Material shown:
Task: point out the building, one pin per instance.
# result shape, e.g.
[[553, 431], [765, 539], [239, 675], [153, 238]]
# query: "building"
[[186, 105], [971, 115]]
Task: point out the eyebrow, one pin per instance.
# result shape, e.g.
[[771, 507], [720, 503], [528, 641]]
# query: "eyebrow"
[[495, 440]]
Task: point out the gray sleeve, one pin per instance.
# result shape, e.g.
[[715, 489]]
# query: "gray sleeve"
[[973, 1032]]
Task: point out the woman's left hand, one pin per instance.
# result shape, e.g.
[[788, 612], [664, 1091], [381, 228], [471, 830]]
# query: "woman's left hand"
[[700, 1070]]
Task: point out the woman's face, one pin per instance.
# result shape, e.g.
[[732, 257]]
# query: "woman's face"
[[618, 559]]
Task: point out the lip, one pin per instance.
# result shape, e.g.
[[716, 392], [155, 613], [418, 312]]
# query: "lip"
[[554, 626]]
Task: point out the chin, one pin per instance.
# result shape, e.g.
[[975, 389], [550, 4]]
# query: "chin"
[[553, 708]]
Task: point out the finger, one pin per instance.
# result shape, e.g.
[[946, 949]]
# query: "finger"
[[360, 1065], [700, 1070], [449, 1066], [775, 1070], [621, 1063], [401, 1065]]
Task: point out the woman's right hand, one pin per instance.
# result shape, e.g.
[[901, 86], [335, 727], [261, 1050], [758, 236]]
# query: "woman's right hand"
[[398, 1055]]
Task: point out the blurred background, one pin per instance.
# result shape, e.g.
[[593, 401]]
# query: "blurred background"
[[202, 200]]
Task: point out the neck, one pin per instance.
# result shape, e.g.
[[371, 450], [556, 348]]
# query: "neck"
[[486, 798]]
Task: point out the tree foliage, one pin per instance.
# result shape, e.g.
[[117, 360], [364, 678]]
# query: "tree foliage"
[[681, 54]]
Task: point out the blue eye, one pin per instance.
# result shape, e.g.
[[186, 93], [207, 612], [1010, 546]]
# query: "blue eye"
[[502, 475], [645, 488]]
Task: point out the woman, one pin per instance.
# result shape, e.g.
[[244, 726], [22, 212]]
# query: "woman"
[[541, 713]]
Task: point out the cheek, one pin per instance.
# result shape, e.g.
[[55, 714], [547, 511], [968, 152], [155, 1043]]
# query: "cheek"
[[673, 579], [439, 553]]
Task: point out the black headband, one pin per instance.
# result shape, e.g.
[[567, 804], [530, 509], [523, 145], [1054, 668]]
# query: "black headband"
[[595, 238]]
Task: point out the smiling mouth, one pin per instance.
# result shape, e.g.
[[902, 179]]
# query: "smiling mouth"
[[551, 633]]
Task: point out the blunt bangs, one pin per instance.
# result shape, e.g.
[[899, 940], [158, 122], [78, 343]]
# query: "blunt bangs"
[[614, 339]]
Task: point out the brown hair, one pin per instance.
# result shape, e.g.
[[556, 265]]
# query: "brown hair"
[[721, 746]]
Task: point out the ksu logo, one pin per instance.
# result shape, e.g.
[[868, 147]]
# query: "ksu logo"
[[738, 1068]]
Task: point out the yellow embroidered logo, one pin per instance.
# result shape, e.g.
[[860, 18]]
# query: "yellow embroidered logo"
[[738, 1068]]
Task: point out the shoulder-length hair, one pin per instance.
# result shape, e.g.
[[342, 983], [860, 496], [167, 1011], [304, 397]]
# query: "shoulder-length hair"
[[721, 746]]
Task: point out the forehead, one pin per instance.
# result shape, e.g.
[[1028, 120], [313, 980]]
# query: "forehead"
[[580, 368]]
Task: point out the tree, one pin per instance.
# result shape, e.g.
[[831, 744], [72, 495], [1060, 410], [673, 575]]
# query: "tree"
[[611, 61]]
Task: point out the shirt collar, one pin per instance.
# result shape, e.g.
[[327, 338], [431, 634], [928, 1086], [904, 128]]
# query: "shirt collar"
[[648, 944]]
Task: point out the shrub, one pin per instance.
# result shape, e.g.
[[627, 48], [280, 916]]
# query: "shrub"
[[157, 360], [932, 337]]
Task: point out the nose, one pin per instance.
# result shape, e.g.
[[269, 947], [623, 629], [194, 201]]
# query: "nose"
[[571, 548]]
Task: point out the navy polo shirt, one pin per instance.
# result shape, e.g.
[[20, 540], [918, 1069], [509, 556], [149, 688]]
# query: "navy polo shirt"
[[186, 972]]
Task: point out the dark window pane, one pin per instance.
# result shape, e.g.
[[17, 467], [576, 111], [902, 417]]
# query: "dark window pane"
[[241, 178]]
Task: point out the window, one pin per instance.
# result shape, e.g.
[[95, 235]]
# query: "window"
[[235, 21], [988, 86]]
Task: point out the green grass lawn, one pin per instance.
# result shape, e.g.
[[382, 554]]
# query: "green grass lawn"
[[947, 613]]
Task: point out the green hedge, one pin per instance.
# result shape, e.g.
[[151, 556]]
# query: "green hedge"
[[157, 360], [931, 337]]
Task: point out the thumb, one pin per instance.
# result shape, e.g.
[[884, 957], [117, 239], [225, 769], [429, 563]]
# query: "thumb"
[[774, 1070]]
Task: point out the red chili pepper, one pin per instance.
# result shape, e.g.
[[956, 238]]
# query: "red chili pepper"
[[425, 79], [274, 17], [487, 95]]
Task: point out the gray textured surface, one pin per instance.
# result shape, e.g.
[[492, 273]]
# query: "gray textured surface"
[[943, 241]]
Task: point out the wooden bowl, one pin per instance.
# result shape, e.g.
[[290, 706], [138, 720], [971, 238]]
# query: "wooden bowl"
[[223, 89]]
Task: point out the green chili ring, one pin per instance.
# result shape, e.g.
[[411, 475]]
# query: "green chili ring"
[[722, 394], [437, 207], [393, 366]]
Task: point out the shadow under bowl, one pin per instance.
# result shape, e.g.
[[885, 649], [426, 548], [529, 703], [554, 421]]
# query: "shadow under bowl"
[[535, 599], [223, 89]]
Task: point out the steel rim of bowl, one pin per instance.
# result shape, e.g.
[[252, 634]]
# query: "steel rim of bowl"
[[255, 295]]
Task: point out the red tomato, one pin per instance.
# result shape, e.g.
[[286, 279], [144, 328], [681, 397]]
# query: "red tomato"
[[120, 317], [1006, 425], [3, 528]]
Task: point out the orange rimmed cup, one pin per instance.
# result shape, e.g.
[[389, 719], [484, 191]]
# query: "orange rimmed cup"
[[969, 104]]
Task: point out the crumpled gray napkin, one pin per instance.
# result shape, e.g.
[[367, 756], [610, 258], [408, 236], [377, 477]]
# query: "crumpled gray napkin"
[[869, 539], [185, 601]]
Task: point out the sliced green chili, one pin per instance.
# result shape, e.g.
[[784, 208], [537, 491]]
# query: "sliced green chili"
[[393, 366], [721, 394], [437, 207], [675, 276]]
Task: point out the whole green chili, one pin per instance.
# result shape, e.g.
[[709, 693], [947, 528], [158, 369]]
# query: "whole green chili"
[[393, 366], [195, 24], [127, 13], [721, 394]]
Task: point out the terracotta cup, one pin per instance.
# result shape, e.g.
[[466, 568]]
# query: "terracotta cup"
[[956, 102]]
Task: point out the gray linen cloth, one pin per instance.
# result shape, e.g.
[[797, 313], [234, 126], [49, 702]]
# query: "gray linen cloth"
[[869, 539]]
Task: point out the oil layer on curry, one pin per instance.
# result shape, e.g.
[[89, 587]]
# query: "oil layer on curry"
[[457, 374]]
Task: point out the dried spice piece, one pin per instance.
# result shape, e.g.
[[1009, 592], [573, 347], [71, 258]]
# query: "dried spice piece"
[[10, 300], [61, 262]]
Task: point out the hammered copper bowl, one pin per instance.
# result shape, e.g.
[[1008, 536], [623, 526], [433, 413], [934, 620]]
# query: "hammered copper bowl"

Requirements: Retype the entries one by one, exactly.

Exercise response:
Task: point out the building, one pin per instance.
# result shape, e.g.
[[553, 431], [765, 539], [239, 675], [153, 238]]
# query: "building"
[[186, 105], [971, 115]]
Task: point out the eyebrow, one pin per instance.
# result shape, e.g.
[[771, 507], [720, 503], [528, 641]]
# query: "eyebrow"
[[495, 440]]
Task: point out the gray sleeve, one pin per instance.
# result shape, e.g.
[[715, 489]]
# query: "gray sleeve"
[[973, 1032]]
Task: point out the woman's left hand, one pin per instance.
# result shape, e.g.
[[788, 612], [664, 1091], [381, 228], [471, 830]]
# query: "woman's left hand"
[[700, 1070]]
Task: point out the woman's face, one pin per instance.
# result shape, e.g.
[[732, 257]]
# query: "woman's face"
[[618, 559]]
Task: point out the lip, one pin per instance.
# result shape, e.g.
[[716, 392], [155, 613], [418, 312]]
# query: "lip"
[[554, 626]]
Task: point out the chin, one pin per instance.
# result shape, e.g.
[[975, 389], [550, 4]]
# query: "chin"
[[553, 708]]
Task: point out the finger, one pin per instance.
# result shape, e.g.
[[946, 949]]
# query: "finger"
[[360, 1065], [700, 1070], [449, 1066], [775, 1070], [621, 1063], [401, 1065]]
Task: point out the woman's right hand, one pin per instance.
# result shape, e.g.
[[901, 86], [335, 727], [261, 1050], [758, 236]]
# query: "woman's right hand"
[[398, 1055]]
Task: point out the blurred background, one pin per instance.
# result shape, e.g.
[[593, 401]]
# query: "blurred background"
[[202, 200]]
Task: point out the neck, one pin per instance.
# result shape, e.g.
[[371, 450], [556, 348]]
# query: "neck"
[[486, 798]]
Task: point out the tree foliage, one pin per instance.
# result shape, e.g.
[[117, 360], [364, 678]]
# query: "tree foliage"
[[681, 54]]
Task: point out the blue eye, one pin per instance.
# result shape, e.g.
[[186, 93], [207, 612], [1010, 546]]
# query: "blue eye"
[[502, 475], [645, 488]]
Task: point out the woman, one pin per instance.
# result shape, e.g.
[[244, 726], [22, 212]]
# query: "woman"
[[541, 713]]
Task: point out the cheek, one pin per instance.
# result shape, e.g.
[[55, 714], [547, 511], [968, 152], [155, 1043]]
# query: "cheek"
[[673, 579], [439, 553]]
Task: point out the black headband, one pin per instance.
# result shape, e.g.
[[567, 804], [530, 509], [523, 145], [1054, 668]]
# query: "black headband"
[[595, 238]]
Task: point out the smiling mouth, one pin per instance.
# result shape, e.g.
[[902, 179]]
# query: "smiling mouth"
[[551, 633]]
Task: point out the blunt bangs, one pin per instance.
# result shape, e.g.
[[899, 940], [158, 122], [78, 343]]
# query: "blunt bangs"
[[614, 339]]
Task: point out the brown hair, one pin per instance.
# result shape, e.g.
[[556, 265]]
# query: "brown hair"
[[721, 746]]
Task: point out the ksu logo, one pin per instance.
# result shape, e.g.
[[868, 147]]
# query: "ksu logo"
[[738, 1068]]
Task: point out the yellow embroidered logo, one pin per instance.
# result shape, e.g.
[[860, 18]]
# query: "yellow embroidered logo"
[[738, 1068]]
Task: point out the shoulder-length hair, one pin per instance.
# result shape, e.g.
[[342, 983], [860, 496], [167, 1011], [304, 397]]
# query: "shoulder-length hair"
[[721, 746]]
Task: point out the forehead, one pin per instance.
# result shape, e.g.
[[1028, 120], [313, 980]]
# query: "forehead"
[[580, 368]]
Task: point out the tree, one pin per instance.
# result shape, e.g.
[[831, 744], [72, 495], [1060, 410], [673, 575]]
# query: "tree"
[[611, 61]]
Task: point out the shirt collar, one pin per instance.
# result shape, e.g.
[[327, 338], [431, 634], [928, 1086], [904, 128]]
# query: "shirt collar"
[[648, 944]]
Task: point out the shrub, one pin per instance.
# result shape, e.g.
[[627, 48], [280, 916]]
# query: "shrub"
[[157, 360], [932, 337]]
Task: point out the nose, one pin per instance.
# result shape, e.g.
[[269, 947], [623, 629], [194, 201]]
# query: "nose"
[[571, 548]]
Task: point out the navy polo shirt, one pin per instance.
# result shape, e.g.
[[20, 540], [918, 1069], [509, 556], [149, 688]]
# query: "navy polo shirt"
[[186, 972]]
Task: point out the dark window pane, one pin per instance.
# result shape, e.g.
[[17, 467], [576, 111], [902, 417]]
# query: "dark window pane"
[[241, 178]]
Task: point out the window, one pin per instance.
# result shape, e.g.
[[95, 235]]
# query: "window"
[[235, 21], [988, 86]]
Task: point out the green grass lawn, one pin per instance.
# result shape, e.g.
[[382, 554]]
# query: "green grass lawn"
[[947, 613]]
Task: point out the green hedge, one pin per instance.
# result shape, e.g.
[[151, 556]]
# query: "green hedge"
[[157, 360], [931, 337]]
Task: point out the thumb, one pin per instance.
# result shape, e.g.
[[884, 957], [117, 239], [225, 769], [429, 563]]
# query: "thumb"
[[774, 1070]]
Task: point out the red chili pepper, one pin per instance.
# result shape, e.g.
[[956, 238]]
# query: "red chili pepper"
[[425, 79], [274, 17], [487, 95]]
Task: point out the gray textured surface, one pin per instance.
# result shape, e.g.
[[492, 273]]
# query: "gray textured surface"
[[943, 241]]
Task: point out the wooden bowl, one pin per instance.
# result shape, e.g.
[[290, 706], [138, 720], [971, 238]]
# query: "wooden bowl"
[[223, 89]]
Task: point out the green chili ring, one pin per instance.
# result shape, e.g.
[[411, 475]]
# query: "green chili ring"
[[722, 394], [437, 207], [393, 366]]
Task: point out the shadow under bowl, one pin per instance.
# result shape, e.g.
[[885, 649], [426, 548], [529, 703], [554, 421]]
# query: "shadow under bowl"
[[535, 599], [223, 89]]
Task: point out the steel rim of bowl, one pin per instance.
# result shape, e.g.
[[252, 634]]
# query: "steel rim of bowl"
[[255, 295]]
Task: point out the red tomato, one pin per instance.
# result shape, e.g.
[[286, 279], [144, 328], [681, 397]]
# query: "red tomato"
[[120, 317], [1006, 425], [3, 528]]
Task: point out the orange rimmed cup, one pin per instance.
# result shape, e.g.
[[389, 719], [484, 191]]
# query: "orange rimmed cup"
[[969, 104]]
Task: point out the crumpled gray napkin, one pin per instance.
# result shape, e.g.
[[367, 756], [610, 258], [408, 236], [377, 477]]
# query: "crumpled gray napkin"
[[869, 539], [185, 601]]
Task: point out the sliced green chili, one pin per instance.
# result shape, e.g.
[[784, 208], [537, 491]]
# query: "sliced green chili"
[[393, 366], [721, 394], [437, 207], [675, 276]]
Task: point out the whole green chili, one pin per instance.
# result shape, e.g.
[[709, 693], [947, 528], [158, 369]]
# query: "whole green chili"
[[393, 366], [195, 24], [127, 13], [721, 394]]
Task: point out the terracotta cup, one pin per instance.
# result shape, e.g.
[[466, 568]]
# query: "terracotta cup"
[[956, 102]]
Task: point out the gray linen cloth, one pin per instance.
# result shape, e.g.
[[797, 313], [234, 126], [49, 702]]
# query: "gray linen cloth"
[[869, 539]]
Task: point out the oil layer on curry, one pin per instance.
# result shape, e.g.
[[89, 587]]
# query: "oil layer on curry"
[[457, 374]]
Task: point out the dried spice piece, one pin per instance.
# result shape, e.g.
[[1009, 592], [573, 347], [71, 258]]
# query: "dried spice piece"
[[10, 300], [61, 262]]
Task: point out the hammered copper bowl, one pin per instance.
# result shape, e.g.
[[1008, 536], [623, 526], [433, 413], [934, 620]]
# query: "hammered copper bowl"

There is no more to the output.